What the task requires
Copy every line below without changing anything.

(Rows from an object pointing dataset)
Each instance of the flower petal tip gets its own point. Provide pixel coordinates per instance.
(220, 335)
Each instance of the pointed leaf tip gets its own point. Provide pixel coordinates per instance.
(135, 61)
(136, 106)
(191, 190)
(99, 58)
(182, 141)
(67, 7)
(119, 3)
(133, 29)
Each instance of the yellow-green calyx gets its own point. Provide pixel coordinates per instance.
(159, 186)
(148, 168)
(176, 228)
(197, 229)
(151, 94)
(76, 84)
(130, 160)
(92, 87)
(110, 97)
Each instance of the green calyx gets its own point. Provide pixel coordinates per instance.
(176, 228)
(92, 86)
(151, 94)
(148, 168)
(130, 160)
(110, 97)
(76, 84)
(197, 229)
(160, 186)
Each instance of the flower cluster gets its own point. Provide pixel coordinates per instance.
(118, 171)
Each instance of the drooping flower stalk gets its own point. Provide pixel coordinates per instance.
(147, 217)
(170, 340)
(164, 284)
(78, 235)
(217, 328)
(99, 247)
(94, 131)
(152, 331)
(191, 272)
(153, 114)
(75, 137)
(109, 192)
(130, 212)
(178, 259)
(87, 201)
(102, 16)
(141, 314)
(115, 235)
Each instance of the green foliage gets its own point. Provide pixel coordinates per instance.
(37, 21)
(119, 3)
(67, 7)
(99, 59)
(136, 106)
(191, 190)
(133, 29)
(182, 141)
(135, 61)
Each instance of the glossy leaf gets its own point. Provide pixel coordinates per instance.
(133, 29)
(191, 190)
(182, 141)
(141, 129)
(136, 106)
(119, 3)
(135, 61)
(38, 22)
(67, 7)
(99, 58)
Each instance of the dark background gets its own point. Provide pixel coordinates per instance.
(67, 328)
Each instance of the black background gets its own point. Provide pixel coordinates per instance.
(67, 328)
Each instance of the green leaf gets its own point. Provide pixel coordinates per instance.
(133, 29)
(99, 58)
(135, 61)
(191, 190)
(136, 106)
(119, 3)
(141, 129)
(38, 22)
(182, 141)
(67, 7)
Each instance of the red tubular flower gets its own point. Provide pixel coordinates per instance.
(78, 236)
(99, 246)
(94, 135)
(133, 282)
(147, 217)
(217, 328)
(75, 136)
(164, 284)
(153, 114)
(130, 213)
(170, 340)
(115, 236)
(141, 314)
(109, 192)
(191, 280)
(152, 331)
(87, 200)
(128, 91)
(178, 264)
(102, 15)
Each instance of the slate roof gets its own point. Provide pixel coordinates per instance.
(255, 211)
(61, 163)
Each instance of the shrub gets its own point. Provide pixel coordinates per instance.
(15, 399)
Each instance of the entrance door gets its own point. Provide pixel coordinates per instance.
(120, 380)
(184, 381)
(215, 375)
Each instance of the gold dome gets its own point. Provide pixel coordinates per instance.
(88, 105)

Complete response
Each instance of the flower petal tip gets its own point. Provide pixel coordinates per instance.
(220, 335)
Each instance of the pointed leaf tip gets its own point. Provide pixel coordinates per instance.
(135, 61)
(136, 106)
(191, 190)
(99, 58)
(182, 141)
(67, 7)
(119, 3)
(133, 29)
Each instance of the yellow-green calyx gets its own point. Provide pixel coordinates per instance.
(159, 186)
(148, 168)
(176, 228)
(197, 229)
(151, 94)
(76, 84)
(130, 160)
(92, 87)
(110, 97)
Each instance of the green calyx gets its own point. Provide pixel coordinates per instance.
(176, 228)
(92, 86)
(151, 94)
(148, 168)
(130, 160)
(110, 97)
(76, 84)
(197, 229)
(160, 186)
Each instance of the flower cluster gets its own point. Provide pixel coordinates per instance.
(118, 171)
Each instance of the drooping flower stalk gets its own point. Provide pixel coordinates per instance.
(147, 217)
(170, 340)
(164, 284)
(78, 235)
(217, 328)
(99, 247)
(94, 131)
(152, 331)
(191, 272)
(153, 114)
(75, 137)
(109, 192)
(130, 212)
(178, 259)
(87, 201)
(102, 16)
(141, 314)
(115, 235)
Each instance of the green foliage gets its own point. Provide pixel coordinates per instance.
(37, 21)
(119, 3)
(67, 7)
(99, 59)
(136, 106)
(191, 190)
(133, 29)
(182, 141)
(135, 61)
Each instance of the glossy leaf gets its own point. Provide pixel coordinates per instance.
(133, 29)
(191, 190)
(182, 141)
(141, 129)
(136, 106)
(119, 3)
(135, 61)
(38, 22)
(67, 7)
(99, 58)
Each instance of the dark background gets its own point. Provide pixel coordinates per instance.
(67, 328)
Each instance of the black background gets its own point. Provide pixel coordinates per instance.
(67, 328)
Each instance of the green leaf gets its own point. Provide pixel coordinates per instance.
(133, 29)
(99, 58)
(135, 61)
(191, 190)
(136, 106)
(119, 3)
(141, 129)
(38, 22)
(182, 141)
(67, 7)
Each instance of the red tubular flower gets its own point. Provide pixel coordinates per instance.
(78, 236)
(99, 246)
(94, 135)
(133, 282)
(147, 217)
(217, 328)
(75, 136)
(164, 284)
(153, 114)
(130, 213)
(170, 340)
(115, 236)
(141, 314)
(109, 192)
(191, 280)
(152, 331)
(87, 200)
(128, 91)
(178, 264)
(102, 15)
Each instance of the slate roof gets its own point. Provide pixel coordinates per instance.
(255, 211)
(61, 163)
Each instance of the shrub gets its own point. Provide pixel coordinates per instance.
(15, 399)
Each instance of the entrance door gets its own point. Provide pixel coordinates per instance.
(120, 380)
(184, 381)
(215, 375)
Each instance of the gold dome gets its own point. Provide pixel coordinates per instance.
(88, 105)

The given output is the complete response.